= WHAT YOU NEED TO DO =
Return every line in the material below that contains the string "tree".

= INPUT FOR THIS TASK =
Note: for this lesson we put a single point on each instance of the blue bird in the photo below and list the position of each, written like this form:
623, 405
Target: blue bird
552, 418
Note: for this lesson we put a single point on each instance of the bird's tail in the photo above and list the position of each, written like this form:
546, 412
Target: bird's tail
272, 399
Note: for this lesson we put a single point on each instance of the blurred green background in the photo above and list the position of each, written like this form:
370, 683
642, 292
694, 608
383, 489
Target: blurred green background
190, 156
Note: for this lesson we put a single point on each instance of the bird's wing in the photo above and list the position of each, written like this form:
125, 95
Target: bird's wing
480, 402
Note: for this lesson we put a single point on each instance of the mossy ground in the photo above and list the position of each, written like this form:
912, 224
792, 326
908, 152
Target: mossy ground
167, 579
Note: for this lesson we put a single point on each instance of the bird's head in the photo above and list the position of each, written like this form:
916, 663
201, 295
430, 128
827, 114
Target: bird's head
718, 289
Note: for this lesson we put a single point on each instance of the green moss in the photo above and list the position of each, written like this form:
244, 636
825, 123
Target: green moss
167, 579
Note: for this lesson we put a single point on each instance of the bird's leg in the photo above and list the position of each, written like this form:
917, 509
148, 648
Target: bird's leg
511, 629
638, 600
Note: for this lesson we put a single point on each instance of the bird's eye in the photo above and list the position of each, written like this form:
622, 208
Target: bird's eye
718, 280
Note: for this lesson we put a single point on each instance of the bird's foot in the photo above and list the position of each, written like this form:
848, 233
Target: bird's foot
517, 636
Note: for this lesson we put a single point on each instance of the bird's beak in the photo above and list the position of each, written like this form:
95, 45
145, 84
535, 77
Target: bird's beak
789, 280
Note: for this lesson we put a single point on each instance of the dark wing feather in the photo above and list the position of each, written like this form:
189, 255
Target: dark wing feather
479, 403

...

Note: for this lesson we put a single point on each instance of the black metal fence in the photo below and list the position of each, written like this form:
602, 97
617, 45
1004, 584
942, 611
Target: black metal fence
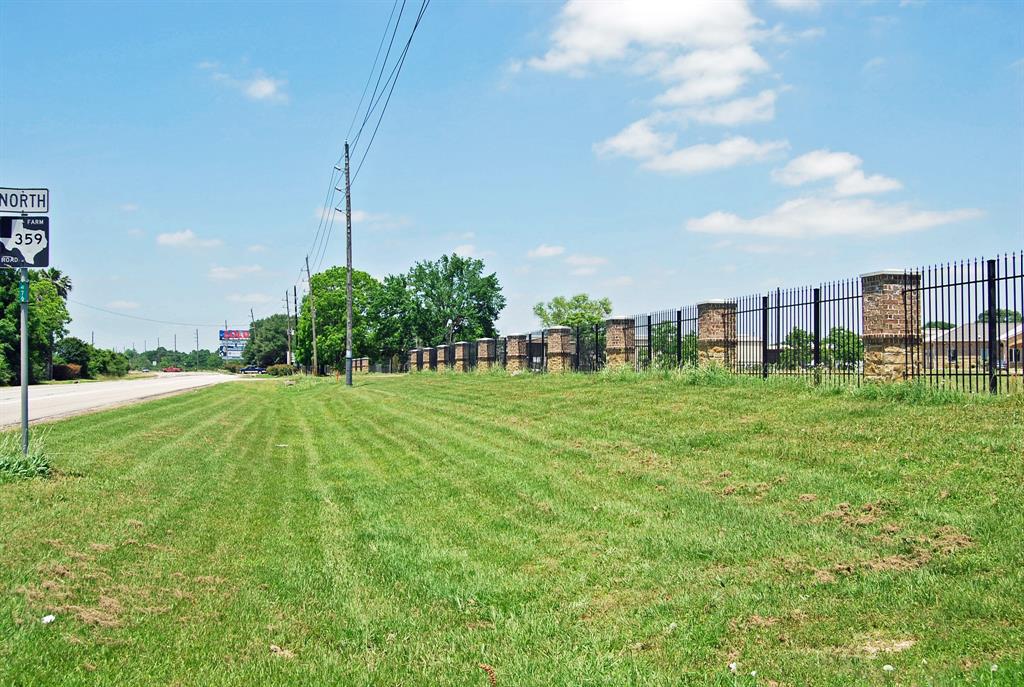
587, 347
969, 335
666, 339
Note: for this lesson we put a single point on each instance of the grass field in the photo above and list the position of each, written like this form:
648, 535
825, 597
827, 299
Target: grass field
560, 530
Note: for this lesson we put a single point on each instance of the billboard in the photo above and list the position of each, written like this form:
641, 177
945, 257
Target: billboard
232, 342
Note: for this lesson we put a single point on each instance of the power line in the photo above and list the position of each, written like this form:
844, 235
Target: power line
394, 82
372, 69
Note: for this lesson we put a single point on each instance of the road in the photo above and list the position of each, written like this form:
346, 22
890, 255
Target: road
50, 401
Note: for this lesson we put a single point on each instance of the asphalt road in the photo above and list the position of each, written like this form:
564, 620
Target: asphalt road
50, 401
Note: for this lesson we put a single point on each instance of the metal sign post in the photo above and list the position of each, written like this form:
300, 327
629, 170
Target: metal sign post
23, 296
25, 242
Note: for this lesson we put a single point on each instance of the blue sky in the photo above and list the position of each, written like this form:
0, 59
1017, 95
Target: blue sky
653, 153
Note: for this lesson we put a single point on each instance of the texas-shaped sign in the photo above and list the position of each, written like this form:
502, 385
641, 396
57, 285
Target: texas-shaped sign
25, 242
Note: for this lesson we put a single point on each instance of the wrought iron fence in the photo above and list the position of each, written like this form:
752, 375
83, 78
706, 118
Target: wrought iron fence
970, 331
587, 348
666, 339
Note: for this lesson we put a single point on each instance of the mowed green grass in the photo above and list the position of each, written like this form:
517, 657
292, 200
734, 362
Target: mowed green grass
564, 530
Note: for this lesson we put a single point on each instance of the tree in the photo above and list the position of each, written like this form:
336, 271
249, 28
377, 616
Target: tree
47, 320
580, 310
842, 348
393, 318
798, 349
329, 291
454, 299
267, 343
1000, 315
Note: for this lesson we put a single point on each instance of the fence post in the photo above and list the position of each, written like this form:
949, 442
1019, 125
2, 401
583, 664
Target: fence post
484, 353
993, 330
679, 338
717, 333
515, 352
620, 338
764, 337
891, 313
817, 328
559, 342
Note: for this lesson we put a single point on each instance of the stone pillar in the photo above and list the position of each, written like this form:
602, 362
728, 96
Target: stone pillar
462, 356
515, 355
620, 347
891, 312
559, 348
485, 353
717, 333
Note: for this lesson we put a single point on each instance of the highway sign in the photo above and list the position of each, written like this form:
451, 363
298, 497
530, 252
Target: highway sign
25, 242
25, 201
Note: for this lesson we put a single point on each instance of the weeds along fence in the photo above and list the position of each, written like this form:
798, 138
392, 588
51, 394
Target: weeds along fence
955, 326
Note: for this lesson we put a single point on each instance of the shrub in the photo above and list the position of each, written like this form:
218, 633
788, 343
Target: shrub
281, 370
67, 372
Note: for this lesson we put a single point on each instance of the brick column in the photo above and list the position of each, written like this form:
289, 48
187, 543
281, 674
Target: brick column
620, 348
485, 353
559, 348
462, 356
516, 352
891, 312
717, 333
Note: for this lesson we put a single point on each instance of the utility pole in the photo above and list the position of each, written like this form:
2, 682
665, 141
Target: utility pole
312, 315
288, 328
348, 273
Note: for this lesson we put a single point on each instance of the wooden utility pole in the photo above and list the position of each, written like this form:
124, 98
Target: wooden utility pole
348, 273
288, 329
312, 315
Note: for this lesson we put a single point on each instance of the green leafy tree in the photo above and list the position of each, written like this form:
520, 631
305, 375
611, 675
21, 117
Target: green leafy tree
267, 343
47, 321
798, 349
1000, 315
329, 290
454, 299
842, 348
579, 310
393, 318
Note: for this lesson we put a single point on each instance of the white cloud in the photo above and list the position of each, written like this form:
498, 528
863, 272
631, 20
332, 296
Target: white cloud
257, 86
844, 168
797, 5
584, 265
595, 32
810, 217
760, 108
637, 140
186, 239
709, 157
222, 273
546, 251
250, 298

= COMPLETED TASK =
Note: for this lesson we put a single point on each instance of the tree in the photo above and list the position of each, written like this form:
Target: tree
Note: for this lesson we put a single point on each instance of the green leafy tree in the photo above and list the position of each, written like this form:
Target: green leafy tree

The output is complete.